**SOURCE:**
Note also that String#replace doesn't work the way your example would need it to work: it takes the string to search for (or a regular expression) as its first argument and the string to replace it with as the second: https://developer.mozilla.org/en-US/docs/Web/JavaScript/Reference/Global_Objects/String/replace

More importantly, we already have an implementation of MStringReplace, so the task here is to identify the pattern "MStringSplit, immediately followed by MArrayJoin", and completely replace that with MStringReplace. Implementing MArrayJoin is a good first step for that. (And useful in itself, I think.)
Ah, I didn't see bbouvier's comment before posting mine. I still don't think that it makes sense to implement anything else but the technique suggested by nbp.
Okay, thank you!
Is the use of vector header file from standard library allowed when implementing MArrayJoin in MCallOptimize.cpp?
Attachment #8413341 - Flags: review?(nicolas.b.pierron)
Comment on attachment 8413341 [details] [diff] [review]
rev1 - Implemented MArrayJoin in MCallOptimize.CPP.

Review of attachment 8413341 [details] [diff] [review]:
-----------------------------------------------------------------

IonMonkey is using SSA form [1], where the graph is composed of MBasicBlock which contains a list of MDefinitions.  One MDefinition corresponds to one assignment, and also one function.
MArrayJoin is supposed to be the abstract representation of the Array.join JavaScript function:

  var x = arr.join("/");  // In JavaScript

  // In MCallOptimize.cpp
  MDefinition *array = …;
  MDefinition *str = …;
  […]

  MDefinition *join = MArrayJoin::New(alloc(), array, str);
  […]

[1] http://en.wikipedia.org/wiki/Static_single_assignment_form

::: js/src/jit/MCallOptimize.cpp
@@ +1876,5 @@
>      return InliningStatus_Inlined;
>  }
>  
> +class MArrayJoin
> +{

Have a look at other function call optimizations on Arrays, such as MArrayPush [2], which is also applied on an Array and also take one argument.

[2] http://dxr.mozilla.org/mozilla-central/source/js/src/jit/MIR.h?from=MArrayPush#6257
Attachment #8413341 - Flags: review?(nicolas.b.pierron) → review-
Mentor: nicolas.b.pierron
Whiteboard: [mentor=nbp][lang=c++][js:p2] → [lang=c++][js:p2]
Attached patch rev2 - Implement MArrayJoin (obsolete) — Splinter Review
Attachment #8448693 - Flags: review?(nicolas.b.pierron)

[Recorded data]
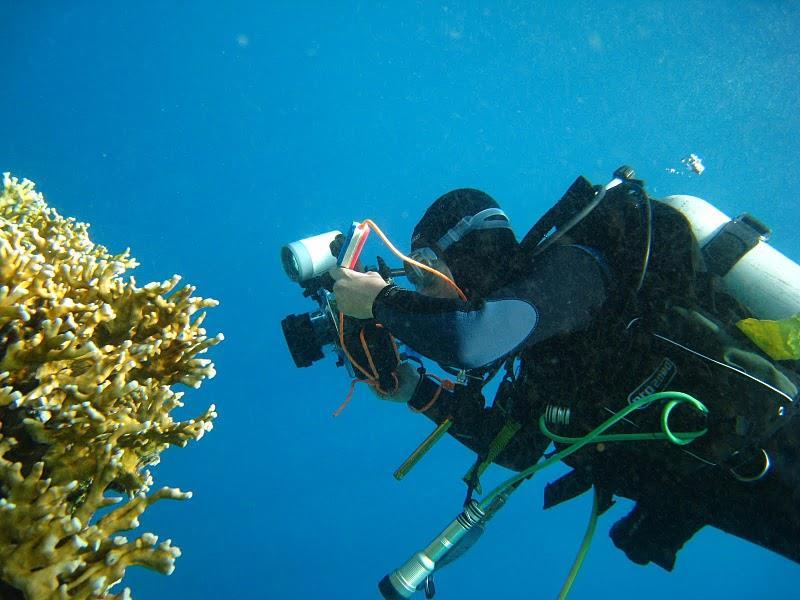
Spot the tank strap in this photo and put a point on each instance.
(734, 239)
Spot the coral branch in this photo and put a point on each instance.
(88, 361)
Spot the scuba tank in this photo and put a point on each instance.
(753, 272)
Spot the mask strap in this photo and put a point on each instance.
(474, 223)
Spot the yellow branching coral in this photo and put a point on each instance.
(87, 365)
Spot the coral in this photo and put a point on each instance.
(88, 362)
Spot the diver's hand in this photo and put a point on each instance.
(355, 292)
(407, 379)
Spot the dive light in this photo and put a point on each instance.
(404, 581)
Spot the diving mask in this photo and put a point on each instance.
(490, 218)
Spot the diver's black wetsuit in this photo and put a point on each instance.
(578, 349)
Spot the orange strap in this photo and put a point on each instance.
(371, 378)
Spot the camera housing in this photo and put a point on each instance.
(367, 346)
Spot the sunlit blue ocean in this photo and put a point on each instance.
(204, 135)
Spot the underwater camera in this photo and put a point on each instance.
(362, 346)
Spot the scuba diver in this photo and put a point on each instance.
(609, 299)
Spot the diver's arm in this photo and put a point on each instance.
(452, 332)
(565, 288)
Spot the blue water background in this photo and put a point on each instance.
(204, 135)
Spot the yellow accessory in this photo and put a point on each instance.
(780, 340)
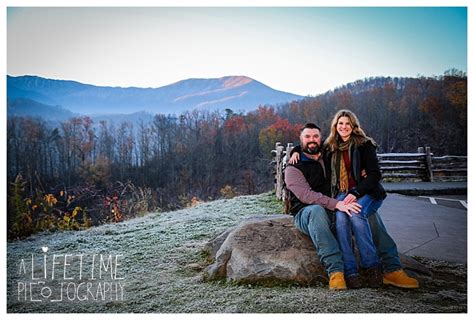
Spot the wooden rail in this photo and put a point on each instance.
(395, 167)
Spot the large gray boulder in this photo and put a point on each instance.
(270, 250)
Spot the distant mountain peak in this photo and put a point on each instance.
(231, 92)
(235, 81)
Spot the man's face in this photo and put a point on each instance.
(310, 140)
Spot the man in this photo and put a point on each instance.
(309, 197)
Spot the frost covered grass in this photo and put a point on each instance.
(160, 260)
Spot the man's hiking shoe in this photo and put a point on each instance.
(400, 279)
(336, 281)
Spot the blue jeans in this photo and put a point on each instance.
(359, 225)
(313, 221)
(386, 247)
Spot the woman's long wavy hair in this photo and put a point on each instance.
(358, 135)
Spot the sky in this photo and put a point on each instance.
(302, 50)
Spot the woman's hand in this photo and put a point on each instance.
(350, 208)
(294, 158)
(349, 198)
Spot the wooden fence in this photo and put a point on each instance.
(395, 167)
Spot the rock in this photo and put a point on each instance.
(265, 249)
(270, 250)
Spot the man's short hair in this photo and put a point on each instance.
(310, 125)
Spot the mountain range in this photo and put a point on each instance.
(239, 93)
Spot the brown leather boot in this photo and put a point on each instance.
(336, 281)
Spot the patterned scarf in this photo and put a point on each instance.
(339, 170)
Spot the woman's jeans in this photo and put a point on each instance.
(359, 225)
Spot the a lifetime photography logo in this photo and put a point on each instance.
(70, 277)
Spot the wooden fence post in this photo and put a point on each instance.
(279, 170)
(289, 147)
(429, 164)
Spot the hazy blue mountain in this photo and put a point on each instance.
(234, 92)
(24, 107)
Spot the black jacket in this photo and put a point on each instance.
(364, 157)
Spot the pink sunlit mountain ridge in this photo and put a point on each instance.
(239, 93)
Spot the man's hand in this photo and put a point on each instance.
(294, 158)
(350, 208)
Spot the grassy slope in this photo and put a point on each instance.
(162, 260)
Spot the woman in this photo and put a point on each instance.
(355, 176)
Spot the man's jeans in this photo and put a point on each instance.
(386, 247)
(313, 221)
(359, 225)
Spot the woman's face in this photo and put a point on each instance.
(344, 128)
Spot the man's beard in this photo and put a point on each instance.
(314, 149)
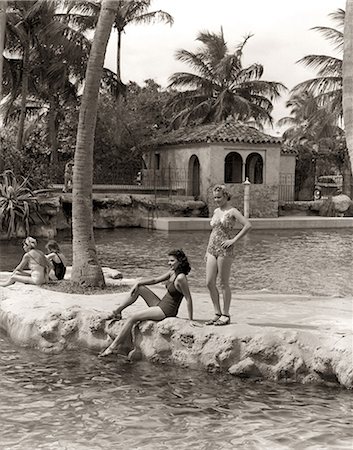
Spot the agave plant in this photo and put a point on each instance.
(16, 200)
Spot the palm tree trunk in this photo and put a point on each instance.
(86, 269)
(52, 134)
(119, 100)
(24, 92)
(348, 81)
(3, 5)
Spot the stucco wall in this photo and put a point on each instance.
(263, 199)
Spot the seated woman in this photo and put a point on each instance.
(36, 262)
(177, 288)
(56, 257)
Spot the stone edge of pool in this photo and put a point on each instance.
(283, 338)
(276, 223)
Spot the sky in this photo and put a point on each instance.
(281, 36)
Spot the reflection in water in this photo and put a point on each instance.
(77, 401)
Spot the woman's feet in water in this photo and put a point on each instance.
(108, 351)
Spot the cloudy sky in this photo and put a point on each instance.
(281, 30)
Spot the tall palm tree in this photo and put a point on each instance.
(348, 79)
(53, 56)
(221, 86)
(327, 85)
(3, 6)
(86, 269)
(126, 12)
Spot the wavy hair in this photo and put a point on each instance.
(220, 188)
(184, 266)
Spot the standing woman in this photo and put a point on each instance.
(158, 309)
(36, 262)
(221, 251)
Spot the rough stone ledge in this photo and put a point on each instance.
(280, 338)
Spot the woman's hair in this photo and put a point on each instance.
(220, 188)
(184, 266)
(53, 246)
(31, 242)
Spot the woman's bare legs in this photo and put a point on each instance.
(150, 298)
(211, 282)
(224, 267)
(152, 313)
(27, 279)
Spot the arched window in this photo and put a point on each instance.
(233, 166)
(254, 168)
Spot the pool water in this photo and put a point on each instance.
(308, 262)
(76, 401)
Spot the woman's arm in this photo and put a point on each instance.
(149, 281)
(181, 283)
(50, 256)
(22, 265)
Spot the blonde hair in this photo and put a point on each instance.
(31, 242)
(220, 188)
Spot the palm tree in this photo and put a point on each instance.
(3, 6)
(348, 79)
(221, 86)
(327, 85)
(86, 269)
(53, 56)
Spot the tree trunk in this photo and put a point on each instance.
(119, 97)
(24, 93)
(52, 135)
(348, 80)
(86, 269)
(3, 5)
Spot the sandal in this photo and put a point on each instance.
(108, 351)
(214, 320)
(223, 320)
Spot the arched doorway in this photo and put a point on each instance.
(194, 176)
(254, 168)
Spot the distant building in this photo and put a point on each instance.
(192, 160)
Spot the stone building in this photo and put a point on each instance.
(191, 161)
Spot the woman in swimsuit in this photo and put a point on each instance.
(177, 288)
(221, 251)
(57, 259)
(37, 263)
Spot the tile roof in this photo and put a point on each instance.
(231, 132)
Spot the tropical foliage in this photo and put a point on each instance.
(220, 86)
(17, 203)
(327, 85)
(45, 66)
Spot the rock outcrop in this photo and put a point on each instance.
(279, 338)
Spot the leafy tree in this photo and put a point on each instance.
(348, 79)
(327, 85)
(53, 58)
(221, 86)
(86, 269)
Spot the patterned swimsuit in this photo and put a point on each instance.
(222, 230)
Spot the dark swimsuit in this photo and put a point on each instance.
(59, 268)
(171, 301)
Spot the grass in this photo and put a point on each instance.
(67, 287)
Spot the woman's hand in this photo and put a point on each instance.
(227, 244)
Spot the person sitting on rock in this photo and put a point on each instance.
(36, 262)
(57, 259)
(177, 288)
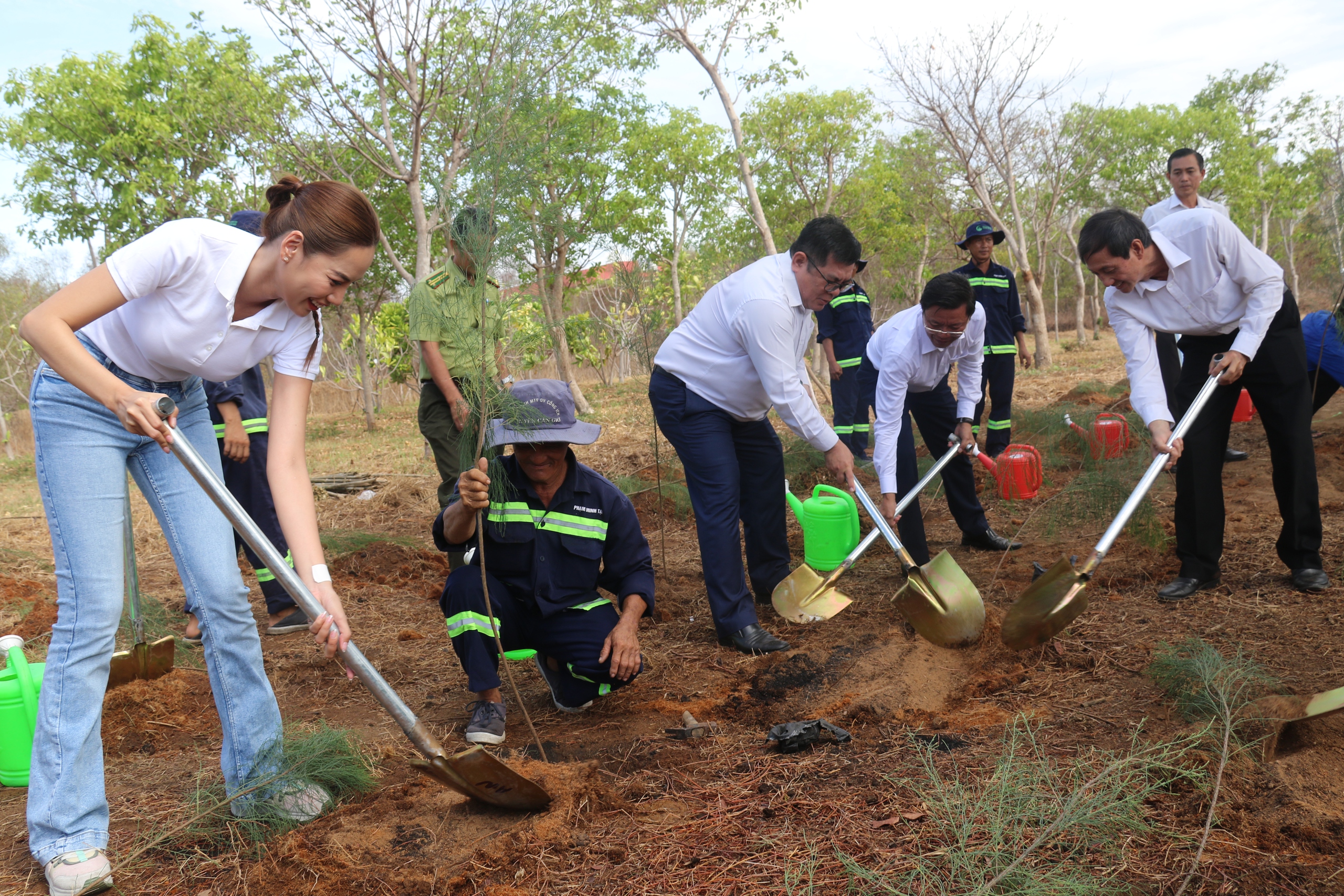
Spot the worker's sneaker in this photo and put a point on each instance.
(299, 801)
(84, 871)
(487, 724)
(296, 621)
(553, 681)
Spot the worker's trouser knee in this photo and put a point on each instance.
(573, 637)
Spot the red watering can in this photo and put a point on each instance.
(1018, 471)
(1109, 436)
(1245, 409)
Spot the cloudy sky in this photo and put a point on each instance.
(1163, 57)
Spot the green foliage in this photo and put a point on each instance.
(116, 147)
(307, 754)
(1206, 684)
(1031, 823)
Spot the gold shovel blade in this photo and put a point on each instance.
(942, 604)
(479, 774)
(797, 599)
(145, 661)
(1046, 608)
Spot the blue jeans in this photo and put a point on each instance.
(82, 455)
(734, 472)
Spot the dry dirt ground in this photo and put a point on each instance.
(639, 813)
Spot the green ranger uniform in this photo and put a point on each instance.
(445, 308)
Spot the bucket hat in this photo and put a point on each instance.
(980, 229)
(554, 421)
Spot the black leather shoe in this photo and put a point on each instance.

**LIST OF TASKS:**
a: Please answer these questions from the thread on implementing MArrayJoin:
(i) What does String#replace take as its first argument?
(ii) What form does the review say IonMonkey uses for its graph?
(iii) Which other array function call optimization does the reviewer suggest looking at?
b: Resume the thread on implementing MArrayJoin, starting after its final line.

**RESULTS OF THE EXERCISE:**
a:
(i) The string to search for, or a regular expression.
(ii) SSA form, or static single assignment form.
(iii) MArrayPush.

b:
Comment on attachment 8448693 [details] [diff] [review]
rev2 - Implement MArrayJoin

Review of attachment 8448693 [details] [diff] [review]:
-----------------------------------------------------------------

I cannot give a review because this patch is incomplete.
There is no code to produce a MArrayJoin (MCallOptimize.cpp), and no code to lower the MIR to a LIR instruction (Lowering.cpp & LIR-Common.h) and no code to generate the code (CodeGenerator.cpp) which needs to be executed for such instruction.
Still this is a good step forward compare to the previous patch :)

::: js/src/jit/LOpcodes.h
@@ +133,5 @@
>      _(ConcatPar)                    \
>      _(CharCodeAt)                   \
>      _(FromCharCode)                 \
>      _(StringSplit)                  \
> +	_(ArrayJoin)                    \

style-nit: avoid tabs.

::: js/src/jit/MCallOptimize.cpp
@@ -1958,5 @@
>  
> -class MArrayJoin
> -{
> -    vector<string> str;
> -    string res;

Do not base your changes on a bad patch.

::: js/src/jit/MIR.h
@@ +4488,5 @@
> +      : MBinaryInstruction(object, sep),
> +        typeObject_(templateObject->type())
> +    {
> +        setResultType(MIRType_String);
> +		setMovable(); 

style-nit: avoid tabs and trailing whitespace.

@@ +4517,5 @@
> +    bool possiblyCalls() const {
> +        return true;
> +    }
> +    AliasSet getAliasSet() const {
> +        return AliasSet::None();

I would be surprised if this instruction does not alias anything.  AliasSet::None() would mean that this instruction does not make any side effect (AliasSet::Store(…)) and that it does not depends on any side effects (AliasSet::Load(…)).  Having an AliasSet::None() would mean that we could hoist MArrayJoin before a function call.

  function mutateArray(arr) {
    arr[0] = "H";
    arr[1] = "e";
  }

  function f(c) {
    var arr = ["B", "a", "l", "l", "o"];
    mutateArray(arr);
    return arr.join(""); // == "Hello"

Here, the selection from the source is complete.